SOURCE EXCERPT:
How to automatically re-run deadlocked transaction? (ASP.NET MVC/SQL Server) - sql-server

I have a very popular site in ASP.NET MVC/SQL Server, and unfortunately a lot of deadlocks occur. While I'm trying to figure out why they occur via the SQL profiler, I wonder how I can change the default behavior of SQL Server when doing the deadlocks.
Is it possible to re-run the transaction(s) that caused problems instead of showing the error screen?

Remus's answer is fundamentally flawed. According to https://stackoverflow.com/a/112256/14731 a consistent locking order does not prevent deadlocks. The best we can do is reduce their frequency.
He is wrong on two points:
The implication that deadlocks can be prevented. You will find both Microsoft and IBM post articles about reducing the frequency of deadlocks. No where do they claim you can prevent them altogether.
The implication that all deadlocks require you to re-evaluate the state and come to a new decision. It is perfectly correct to retry some actions at the application level, so long as you travel far back enough to the decision point.
Side-note: Remus's main point is that the database cannot automatically retry the operation on your behalf, and he is completely right on that count. But this doesn't mean that re-running operations is the wrong response to a deadlock.

DATA SUPPLIED:
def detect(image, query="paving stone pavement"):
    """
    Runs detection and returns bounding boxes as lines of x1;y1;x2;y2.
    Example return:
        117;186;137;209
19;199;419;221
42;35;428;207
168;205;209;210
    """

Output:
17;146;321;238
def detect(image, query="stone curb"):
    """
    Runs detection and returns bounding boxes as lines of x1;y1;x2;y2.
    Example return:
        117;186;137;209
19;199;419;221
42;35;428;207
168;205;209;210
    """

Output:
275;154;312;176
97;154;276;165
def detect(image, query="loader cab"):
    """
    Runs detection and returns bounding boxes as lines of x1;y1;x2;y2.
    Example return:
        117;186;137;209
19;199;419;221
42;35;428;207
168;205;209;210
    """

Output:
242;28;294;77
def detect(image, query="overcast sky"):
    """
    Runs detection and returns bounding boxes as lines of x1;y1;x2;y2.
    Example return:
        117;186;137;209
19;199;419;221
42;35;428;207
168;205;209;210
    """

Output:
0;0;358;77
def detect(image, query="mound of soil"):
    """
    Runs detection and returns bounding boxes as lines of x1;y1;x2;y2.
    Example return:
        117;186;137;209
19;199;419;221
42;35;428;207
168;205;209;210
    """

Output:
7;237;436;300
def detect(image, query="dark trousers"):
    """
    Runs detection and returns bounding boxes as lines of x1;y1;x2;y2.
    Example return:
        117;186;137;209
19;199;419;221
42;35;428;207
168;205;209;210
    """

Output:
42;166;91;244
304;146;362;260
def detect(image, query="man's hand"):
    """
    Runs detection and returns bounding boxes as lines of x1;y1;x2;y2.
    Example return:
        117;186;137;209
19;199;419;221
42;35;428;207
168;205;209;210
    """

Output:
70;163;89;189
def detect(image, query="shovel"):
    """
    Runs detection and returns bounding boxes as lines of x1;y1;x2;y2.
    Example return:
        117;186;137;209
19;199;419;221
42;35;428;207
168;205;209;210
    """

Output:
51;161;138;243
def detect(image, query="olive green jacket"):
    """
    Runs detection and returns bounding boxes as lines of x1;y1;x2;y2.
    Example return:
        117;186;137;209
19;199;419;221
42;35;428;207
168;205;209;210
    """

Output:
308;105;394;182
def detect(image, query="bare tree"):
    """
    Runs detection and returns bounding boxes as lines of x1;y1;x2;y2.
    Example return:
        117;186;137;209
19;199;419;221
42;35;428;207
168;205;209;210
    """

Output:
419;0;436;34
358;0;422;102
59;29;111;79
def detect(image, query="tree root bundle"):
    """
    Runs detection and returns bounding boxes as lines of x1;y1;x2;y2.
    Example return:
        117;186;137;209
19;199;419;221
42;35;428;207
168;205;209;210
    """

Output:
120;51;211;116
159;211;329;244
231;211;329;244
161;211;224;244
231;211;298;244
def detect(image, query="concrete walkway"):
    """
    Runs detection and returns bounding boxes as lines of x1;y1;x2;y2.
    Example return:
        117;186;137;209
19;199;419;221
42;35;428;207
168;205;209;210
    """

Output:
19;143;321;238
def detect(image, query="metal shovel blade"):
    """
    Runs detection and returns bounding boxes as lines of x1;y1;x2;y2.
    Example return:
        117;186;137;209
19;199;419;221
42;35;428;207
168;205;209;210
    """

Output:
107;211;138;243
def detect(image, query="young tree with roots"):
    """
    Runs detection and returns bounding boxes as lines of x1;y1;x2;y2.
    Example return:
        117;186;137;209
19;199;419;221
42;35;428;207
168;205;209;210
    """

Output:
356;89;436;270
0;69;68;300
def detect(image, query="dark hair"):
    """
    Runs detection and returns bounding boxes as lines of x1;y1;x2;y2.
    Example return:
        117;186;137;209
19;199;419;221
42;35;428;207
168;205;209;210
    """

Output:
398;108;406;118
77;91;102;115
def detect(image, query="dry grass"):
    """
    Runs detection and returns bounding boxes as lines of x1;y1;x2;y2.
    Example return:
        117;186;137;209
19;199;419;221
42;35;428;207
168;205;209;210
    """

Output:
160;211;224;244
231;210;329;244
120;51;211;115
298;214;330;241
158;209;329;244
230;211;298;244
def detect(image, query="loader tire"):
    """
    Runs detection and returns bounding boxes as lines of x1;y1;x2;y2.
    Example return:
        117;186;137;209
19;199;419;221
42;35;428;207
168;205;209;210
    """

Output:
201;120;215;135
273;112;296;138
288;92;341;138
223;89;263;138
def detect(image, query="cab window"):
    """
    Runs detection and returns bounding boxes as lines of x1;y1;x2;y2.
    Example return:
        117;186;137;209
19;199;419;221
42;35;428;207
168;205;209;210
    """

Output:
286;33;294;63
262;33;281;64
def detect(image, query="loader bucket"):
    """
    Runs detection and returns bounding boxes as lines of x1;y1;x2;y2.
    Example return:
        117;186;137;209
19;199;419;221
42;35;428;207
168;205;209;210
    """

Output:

WORK TO COMPLETE:
a – Answer these from the deadlock thread:
(i) What tool is the original poster using to find out why the deadlocks occur?
(ii) According to the linked answer the reply cites, what does a consistent locking order not do?
(iii) Which two companies are said to post articles about reducing the frequency of deadlocks?
b – Pick up the deadlock thread after its final sentence and continue it.

ANSWER SET:
a –
(i) The SQL profiler.
(ii) It does not prevent deadlocks.
(iii) Microsoft and IBM.

b –
You are barking up the wrong tree. You will never succeed in doing automated deadlock retries by the SQL engine, such concept is fundamentally wrong. The very definition of deadlock is that the state you base your decision on has changed therefore you need to read again the state and make a new decision. If your process has deadlocked, by definition another process has won the deadlocks, and it meas it has changed something you've read.
Your only focus should be at figuring out why the deadlocks occur and eliminate the cause. Invariably, the cause will turn out to be queries that scan more data that they should. While is true that other types of deadlock can occur, I bet is not your case. Many problems will be solved by deploying appropriate indexes. Some problems will send you back to the drawing board and you will have to rethink your requirements.
There are many, many resources out there on how to identify and solve deadlocks:
Detecting and Ending Deadlocks
Minimizing Deadlocks
You may also consider using snapshot isolation, since the lock-free reads involved in snapshot reduce the surface on which deadlocks can occur (ie. only write-write deadlocks can occur). See Using Row Versioning-based Isolation Levels.

A lot of deadlocks occurring is often an indication that you either do not have the correct indexes and/or that your statistics are out of date. Do you have regular scheduled index rebuilds as part of maintenance?
Your save code should automatically retry saves when error 1205 is returned (deadlock occurred). There is a standard pattern that looks like this:
catch (SqlException ex)
{
if (ex.Number == 1205)
{
// Handle Deadlock by retrying save...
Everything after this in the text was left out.